Task to complete>
Copy out the items below with "rough mask" swapped for "coarse mask" everywhere it occurs, keeping everything else the same. Leave the pictures out.

Raw data>
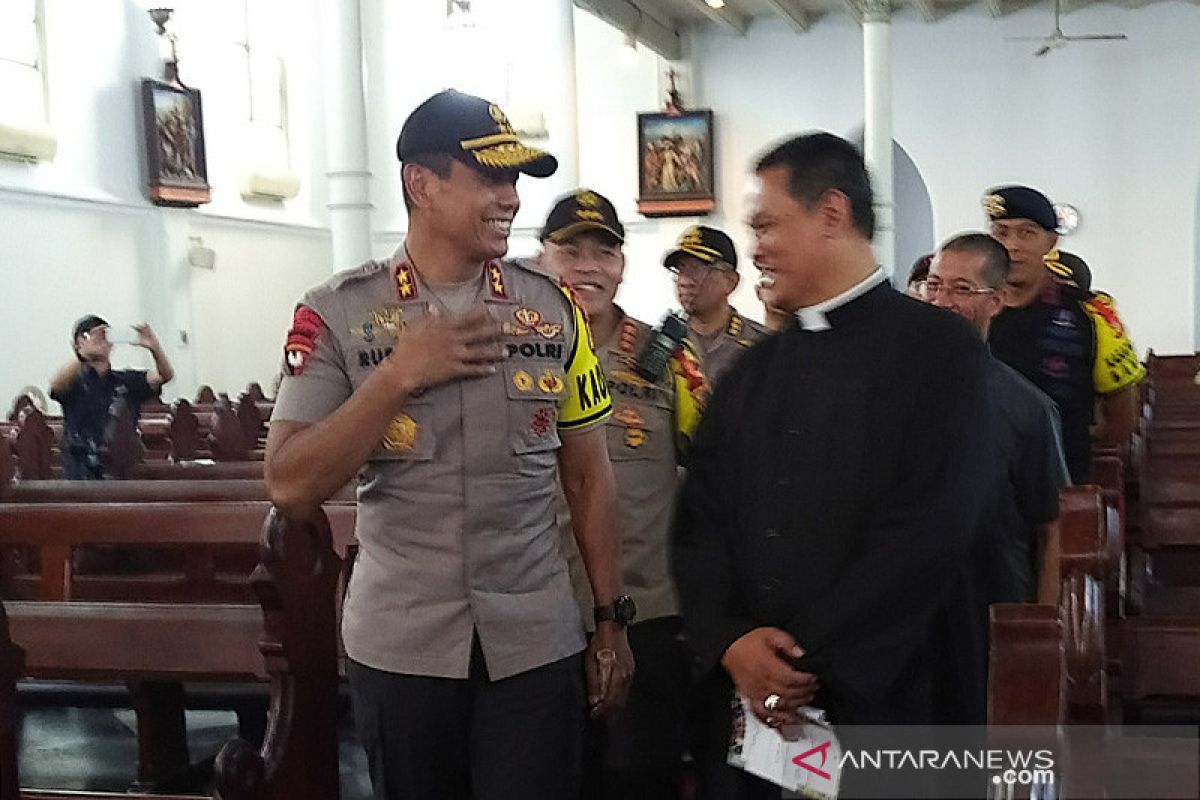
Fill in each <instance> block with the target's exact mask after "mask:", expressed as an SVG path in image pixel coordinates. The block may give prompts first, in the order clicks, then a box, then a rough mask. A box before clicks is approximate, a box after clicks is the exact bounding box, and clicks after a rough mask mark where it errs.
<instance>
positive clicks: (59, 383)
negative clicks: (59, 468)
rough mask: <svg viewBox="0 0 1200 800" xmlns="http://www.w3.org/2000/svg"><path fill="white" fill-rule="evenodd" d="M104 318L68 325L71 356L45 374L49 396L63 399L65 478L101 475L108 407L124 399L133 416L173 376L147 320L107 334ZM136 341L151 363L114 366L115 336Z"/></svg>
mask: <svg viewBox="0 0 1200 800" xmlns="http://www.w3.org/2000/svg"><path fill="white" fill-rule="evenodd" d="M109 332H110V329H109V326H108V323H107V321H104V320H103V319H102V318H100V317H97V315H96V314H88V315H86V317H83V318H80V319H79V320H78V321H77V323H76V324H74V326H73V327H72V330H71V347H72V349H73V350H74V355H76V357H74V360H73V361H71V362H70V363H68V365H66V366H65V367H62V368H61V369H59V371H58V372H56V373H55V374H54V377H53V378H50V398H52V399H54V401H58V403H59V404H61V405H62V469H64V471H65V474H66V477H67V479H68V480H74V481H88V480H98V479H102V477H103V476H104V474H103V473H104V470H103V463H102V461H101V456H102V452H103V449H104V425H106V423H107V422H108V409H109V407H110V405H112V404H113V401H114V399H116V398H118V397H121V398H124V399H125V402H126V404H127V405H128V408H130V413H131V414H133V419H137V416H138V411H139V409H140V408H142V403H144V402H146V401H148V399H150V398H151V397H157V396H158V392H160V391H161V390H162V385H163V384H166V383H167V381H169V380H170V379H172V378H174V377H175V369H174V368H173V367H172V366H170V361H169V360H168V359H167V354H166V353H164V351H163V349H162V345H161V344H160V343H158V337H157V336H155V333H154V331H152V330H150V326H149V325H136V326H134V327H133V329H132V330H130V329H127V327H126V329H125V330H122V331H120V333H121V335H122V336H120V337H118V336H113V337H110V336H109ZM116 338H121V339H122V342H128V343H131V344H137V345H138V347H143V348H145V349H146V350H149V351H150V355H151V356H154V365H155V367H154V369H151V371H149V372H148V371H145V369H113V365H112V355H113V344H114V343H116V342H114V339H116Z"/></svg>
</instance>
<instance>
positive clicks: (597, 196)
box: [539, 188, 625, 245]
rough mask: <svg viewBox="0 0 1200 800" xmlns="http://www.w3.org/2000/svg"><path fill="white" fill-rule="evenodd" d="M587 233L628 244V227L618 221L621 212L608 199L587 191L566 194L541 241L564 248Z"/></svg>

Answer to the problem>
Fill in each <instance> block with the target's exact mask after "mask:", expressed as an SVG path in image pixel coordinates. The block may give prompts first, in the order clicks, then a box, then a coarse mask. A box before clicks is approximate, a box after clicks is the exact bounding box, and clicks after a coarse mask mark where it errs.
<instance>
positive clicks: (59, 383)
negative clicks: (59, 468)
coarse mask: <svg viewBox="0 0 1200 800" xmlns="http://www.w3.org/2000/svg"><path fill="white" fill-rule="evenodd" d="M104 318L68 325L71 356L45 374L49 396L63 399L65 478L101 475L108 407L124 399L133 416L173 376L147 320L107 334ZM136 341L151 363L114 366L115 336Z"/></svg>
mask: <svg viewBox="0 0 1200 800" xmlns="http://www.w3.org/2000/svg"><path fill="white" fill-rule="evenodd" d="M109 332H110V329H109V326H108V323H107V321H104V320H103V319H102V318H100V317H97V315H96V314H88V315H86V317H83V318H80V319H79V320H78V321H77V323H76V324H74V326H73V327H72V330H71V347H72V349H73V350H74V355H76V357H74V360H73V361H71V362H70V363H68V365H66V366H65V367H62V368H61V369H59V371H58V372H56V373H55V374H54V377H53V378H50V398H52V399H54V401H58V403H59V404H61V405H62V469H64V471H65V474H66V477H67V479H68V480H74V481H88V480H98V479H102V477H103V476H104V474H103V473H104V470H103V463H102V461H101V456H102V452H103V449H104V425H106V423H107V422H108V409H109V407H110V405H112V404H113V401H114V399H116V398H118V397H121V398H124V399H125V402H126V404H127V405H128V408H130V413H131V414H133V419H137V416H138V411H139V409H140V408H142V403H144V402H146V401H148V399H150V398H151V397H157V396H158V392H160V391H161V390H162V385H163V384H166V383H167V381H169V380H170V379H172V378H174V377H175V369H174V368H173V367H172V366H170V361H169V360H168V359H167V354H166V353H164V351H163V349H162V345H161V344H160V343H158V337H157V336H155V333H154V331H152V330H150V326H149V325H136V326H134V327H133V329H132V330H130V329H127V327H126V329H125V330H122V331H120V333H121V335H122V336H120V337H118V336H113V337H110V336H109ZM116 338H121V339H122V342H128V343H131V344H137V345H138V347H143V348H145V349H146V350H149V351H150V355H151V356H154V365H155V367H154V369H151V371H149V372H148V371H145V369H113V365H112V355H113V344H114V343H116V342H114V339H116Z"/></svg>
</instance>
<instance>
positive clicks: (597, 196)
box: [539, 188, 625, 245]
coarse mask: <svg viewBox="0 0 1200 800" xmlns="http://www.w3.org/2000/svg"><path fill="white" fill-rule="evenodd" d="M587 233L628 244V227L618 221L621 212L608 199L587 191L566 194L541 241L564 248Z"/></svg>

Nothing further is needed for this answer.